Goal:
Write out every row below as a two-column CSV with a header line reading text,answer. Put each row's text and its answer in one quoted field apiece, turn any line breaks into spaces, and leave the pictures out.

Listing:

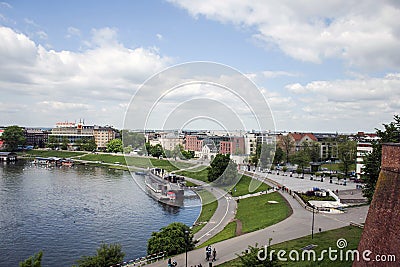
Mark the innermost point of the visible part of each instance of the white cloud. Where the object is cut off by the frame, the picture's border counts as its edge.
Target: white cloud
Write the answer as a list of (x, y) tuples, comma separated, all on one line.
[(376, 89), (72, 31), (42, 35), (5, 4), (364, 34), (102, 76)]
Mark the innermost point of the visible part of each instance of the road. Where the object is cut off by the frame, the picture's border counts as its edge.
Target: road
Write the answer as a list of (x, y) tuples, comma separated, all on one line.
[(295, 226), (224, 213)]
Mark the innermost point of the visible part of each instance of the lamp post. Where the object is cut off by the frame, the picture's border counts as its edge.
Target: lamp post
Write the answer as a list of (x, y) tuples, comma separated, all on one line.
[(186, 241), (312, 225)]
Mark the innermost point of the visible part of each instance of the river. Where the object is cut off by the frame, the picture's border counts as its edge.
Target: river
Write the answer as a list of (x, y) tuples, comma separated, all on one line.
[(68, 211)]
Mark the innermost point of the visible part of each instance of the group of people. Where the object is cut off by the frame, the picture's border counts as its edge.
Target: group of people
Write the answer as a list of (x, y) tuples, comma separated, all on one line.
[(210, 253), (172, 263)]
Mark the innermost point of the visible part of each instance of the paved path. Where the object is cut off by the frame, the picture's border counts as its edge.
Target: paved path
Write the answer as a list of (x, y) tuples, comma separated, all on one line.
[(297, 184), (297, 225), (224, 213)]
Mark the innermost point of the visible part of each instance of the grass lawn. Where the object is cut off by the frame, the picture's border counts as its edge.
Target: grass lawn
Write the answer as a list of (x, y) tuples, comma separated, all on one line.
[(256, 213), (199, 173), (210, 204), (228, 232), (306, 198), (336, 166), (323, 241), (53, 153), (242, 187), (140, 162)]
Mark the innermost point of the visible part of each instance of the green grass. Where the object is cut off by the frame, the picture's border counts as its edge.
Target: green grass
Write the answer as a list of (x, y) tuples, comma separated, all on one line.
[(228, 232), (256, 213), (242, 187), (306, 198), (53, 153), (140, 162), (323, 241), (336, 166), (199, 173), (106, 158), (209, 205)]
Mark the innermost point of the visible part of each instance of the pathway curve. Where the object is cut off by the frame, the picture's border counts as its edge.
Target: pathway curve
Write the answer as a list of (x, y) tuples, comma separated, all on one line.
[(224, 214), (295, 226)]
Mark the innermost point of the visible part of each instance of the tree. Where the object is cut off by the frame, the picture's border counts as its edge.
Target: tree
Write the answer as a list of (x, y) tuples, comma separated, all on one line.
[(64, 143), (217, 167), (287, 144), (301, 158), (107, 255), (13, 136), (173, 239), (266, 155), (279, 155), (314, 151), (89, 144), (254, 258), (134, 139), (52, 142), (157, 151), (115, 146), (33, 261), (372, 161), (347, 154)]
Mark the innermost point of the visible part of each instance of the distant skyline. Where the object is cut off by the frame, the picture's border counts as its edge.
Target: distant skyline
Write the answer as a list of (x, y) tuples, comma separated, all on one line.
[(330, 66)]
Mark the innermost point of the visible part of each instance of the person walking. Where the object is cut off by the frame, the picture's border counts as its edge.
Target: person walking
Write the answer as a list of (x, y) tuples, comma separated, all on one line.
[(208, 253)]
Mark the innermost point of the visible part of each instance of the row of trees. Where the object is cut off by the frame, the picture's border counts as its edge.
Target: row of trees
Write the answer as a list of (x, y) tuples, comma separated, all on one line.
[(309, 152), (178, 152), (106, 255), (372, 161)]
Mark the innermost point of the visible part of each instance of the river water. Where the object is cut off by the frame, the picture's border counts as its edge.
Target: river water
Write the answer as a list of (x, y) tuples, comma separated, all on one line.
[(68, 211)]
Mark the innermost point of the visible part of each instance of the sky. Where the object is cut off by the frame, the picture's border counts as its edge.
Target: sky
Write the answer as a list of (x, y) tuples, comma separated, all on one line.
[(319, 66)]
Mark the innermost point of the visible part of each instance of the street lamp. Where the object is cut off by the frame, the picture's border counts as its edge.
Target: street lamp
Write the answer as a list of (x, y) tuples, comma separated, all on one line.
[(312, 226), (186, 241)]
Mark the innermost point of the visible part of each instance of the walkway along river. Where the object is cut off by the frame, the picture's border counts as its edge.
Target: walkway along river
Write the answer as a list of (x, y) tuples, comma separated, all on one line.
[(68, 211)]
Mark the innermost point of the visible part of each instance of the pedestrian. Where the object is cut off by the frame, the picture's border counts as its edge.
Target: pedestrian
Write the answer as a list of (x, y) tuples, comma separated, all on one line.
[(214, 254), (208, 252)]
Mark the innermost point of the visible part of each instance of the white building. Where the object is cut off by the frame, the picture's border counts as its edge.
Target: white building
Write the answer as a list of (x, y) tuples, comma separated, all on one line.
[(363, 148), (170, 140)]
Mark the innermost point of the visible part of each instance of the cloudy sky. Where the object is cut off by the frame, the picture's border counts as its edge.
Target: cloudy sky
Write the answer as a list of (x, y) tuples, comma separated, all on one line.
[(321, 65)]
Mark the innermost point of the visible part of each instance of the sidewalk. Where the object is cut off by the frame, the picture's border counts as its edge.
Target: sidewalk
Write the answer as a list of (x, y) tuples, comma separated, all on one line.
[(297, 225)]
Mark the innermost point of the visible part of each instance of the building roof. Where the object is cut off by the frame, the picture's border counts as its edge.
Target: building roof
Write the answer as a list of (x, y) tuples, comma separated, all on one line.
[(299, 136)]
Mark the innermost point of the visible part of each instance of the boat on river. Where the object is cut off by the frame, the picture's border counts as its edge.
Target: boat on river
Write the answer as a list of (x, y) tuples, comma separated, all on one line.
[(165, 187)]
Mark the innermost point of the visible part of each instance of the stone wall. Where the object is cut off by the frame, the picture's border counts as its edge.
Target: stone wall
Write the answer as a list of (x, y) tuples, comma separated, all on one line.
[(381, 233)]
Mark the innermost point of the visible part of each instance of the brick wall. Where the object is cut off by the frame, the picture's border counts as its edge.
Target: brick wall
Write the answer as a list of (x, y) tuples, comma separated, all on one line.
[(381, 233)]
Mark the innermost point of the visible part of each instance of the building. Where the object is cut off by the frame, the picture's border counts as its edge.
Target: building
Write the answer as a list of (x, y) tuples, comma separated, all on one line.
[(76, 132), (8, 156), (71, 131), (1, 141), (328, 145), (364, 146), (232, 145), (36, 137), (170, 140), (103, 135), (194, 142), (300, 138)]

Written solution:
text,answer
"Mark the innermost point of the visible part of each instance of the white cloud. Where the object is cut off by the frame, the picture's border counts as its edge. Target: white cloud Write the answer as a list of (x, y) tuples, comma separated, all on one line.","[(376, 89), (72, 31), (42, 35), (5, 4), (364, 34), (102, 76)]"
"Mark the innermost point of the visible part of each instance of the road. Where the object is cut off by the frame, the picture's border counts as its edge. Target: road Write the answer as a list of (x, y) tuples, comma separated, all on one line.","[(295, 226), (224, 213)]"
"Mark the innermost point of the visible part of each instance of the lamp post. Where the object is cut off by the frame, the picture's border counts as its edge. Target: lamp post Write the answer as a list of (x, y) tuples, comma separated, all on one line.","[(186, 241), (312, 225)]"
"Mark the innermost point of the visible part of each instance of the river. Where the object is cut off by the frame, the picture's border counts as its edge. Target: river Write the answer as a list of (x, y) tuples, comma separated, all on one line.","[(68, 211)]"
"Mark the innermost point of the visible part of each instance of the group of people. Where the object is cut off by the frame, the picture's border counts as its edge. Target: group of people Write the answer as a list of (x, y) tuples, comma separated, all on one line.","[(210, 253), (172, 263)]"
"Mark the innermost point of the visible part of each instance of the paved path. Where the object is cut off by the frame, the picture's border counts as its edge. Target: paved path Write the answer as a list of (x, y) tuples, comma separated, all on one line.","[(297, 184), (297, 225), (224, 213)]"
"Mark the innermost point of the visible part of each instance of the grass lawn. Where the object is cut off by the frame, the picture's border counts as its edge. Target: grass lawn Write the answer as a list of (x, y) tuples, comma separated, all on one line.","[(256, 213), (199, 173), (210, 204), (228, 232), (306, 198), (336, 166), (323, 241), (53, 153), (242, 187), (140, 162)]"
"Mark the innermost point of the visible part of each instance of the green grass. Where the object is cut off by the frame, the picture's border counts as its edge. Target: green grass Write the answer as a list of (x, y) tuples, comma separated, all on one line.","[(228, 232), (256, 213), (242, 187), (306, 198), (53, 153), (140, 162), (323, 241), (336, 166), (199, 173), (106, 158), (209, 205)]"
"Mark the innermost point of the visible part of each instance of the pathway curve. Where the object is cut off by the frame, the picture's border counts as its edge. Target: pathway curve Write the answer as a list of (x, y) tuples, comma separated, all on one line.","[(224, 214), (295, 226)]"
"Mark the innermost point of the visible part of each instance of the tree. Where the object is cut off by the frame, the picture's border counts as its edge. Target: tree Write the answer as a list of (x, y) tuples, comma separated, all on one line.","[(64, 143), (217, 167), (287, 144), (301, 158), (107, 255), (13, 136), (173, 239), (266, 155), (279, 155), (314, 151), (89, 144), (254, 258), (134, 139), (52, 142), (157, 151), (115, 146), (33, 261), (372, 161), (347, 154)]"
"Mark the innermost point of the visible part of each instance of the distant skyline. Where the object is cut off by the frame, the picture's border counts as its edge. Target: distant skyline Write the answer as a list of (x, y) tuples, comma separated, all on one line.","[(330, 66)]"
"Mark the innermost point of the visible part of each instance of the person walking. Where the object is cut off by the frame, the picture's border counts as its edge. Target: person walking Write the answer as a list of (x, y) tuples, comma separated, all on one line.","[(208, 253)]"
"Mark the innermost point of the visible part of each instance of the row of trees. Where the object is cut off by the frame, the picture's border counts as its edge. Target: row of trees Write the answer as a list of (x, y) tuples, comma separated, all on one line.","[(309, 152), (178, 152), (106, 255), (372, 161)]"
"Mark the innermost point of the visible part of each instance of the river water. Where the object is cut off by the frame, the picture's border counts as its edge. Target: river water Write the answer as a list of (x, y) tuples, comma separated, all on one line.","[(68, 211)]"
"Mark the innermost point of the visible part of each instance of the sky. Where the object is cut off by the frame, the picture's border counts as its edge. Target: sky Write the answer as a list of (x, y) tuples, comma separated, all on one line.","[(319, 66)]"
"Mark the innermost point of the visible part of each instance of the street lamp. Where the object is cut off by the frame, the picture's border counts as its edge. Target: street lamp Write the answer as a list of (x, y) tuples, comma separated, all on one line.","[(312, 226), (186, 241)]"
"Mark the innermost point of the visible part of each instance of the walkway along river. Where the object is cut off by the frame, the picture's border counts as its edge. Target: walkway along river Write the answer as a list of (x, y) tuples, comma separated, all on one line.","[(68, 211)]"
"Mark the innermost point of the visible part of each instance of the pedestrian. Where the object is cut off by the frame, the picture's border counts as its edge. Target: pedestrian Write the answer as a list of (x, y) tuples, comma separated, all on one line.","[(214, 254), (208, 252)]"
"Mark the innermost point of the visible part of each instance of the white building. Where the object is cut off by the frame, the picture's border counts as its edge. Target: white building Write the answer as a list of (x, y) tuples, comma separated, all on one line.","[(363, 148), (170, 140)]"
"Mark the innermost point of the visible part of each instance of the cloudy sky. Where the object is cut off by the frame, the picture's border counts as its edge. Target: cloudy sky Write the answer as a list of (x, y) tuples, comma separated, all on one line.","[(321, 65)]"
"Mark the innermost point of the visible part of each instance of the sidewalk. Where the object is cut off by the frame, the picture's border counts as its edge. Target: sidewalk Write the answer as a list of (x, y) tuples, comma separated, all on one line.","[(297, 225)]"
"Mark the innermost point of the visible part of each instance of the building roof. Where the object is cut off by the frame, the picture's border counts as its edge. Target: building roof Write the answer as a list of (x, y) tuples, comma separated, all on one line.","[(299, 136)]"
"Mark the innermost point of the visible part of each instance of the boat on river. Where the object is cut off by the frame, the picture's border counts as its edge. Target: boat on river Write the answer as a list of (x, y) tuples, comma separated, all on one line.","[(165, 187)]"
"Mark the innermost point of the visible part of each instance of the stone wall. Where the object is cut off by the frame, the picture's border counts as its edge. Target: stone wall Write the answer as a list of (x, y) tuples, comma separated, all on one line.","[(381, 233)]"
"Mark the innermost point of the visible part of each instance of the brick wall. Where the object is cut off by the frame, the picture's border counts as its edge. Target: brick wall Write the answer as a list of (x, y) tuples, comma separated, all on one line.","[(381, 233)]"
"Mark the innermost point of the visible part of each instance of the building. Where the object is cut off by the frame, the picture's border counts as its edge. Target: building Write the answer as a list of (x, y) tuples, comma separated, all on one line.","[(76, 132), (8, 156), (71, 131), (1, 141), (328, 145), (364, 146), (232, 145), (36, 137), (170, 140), (103, 135), (194, 142), (300, 138)]"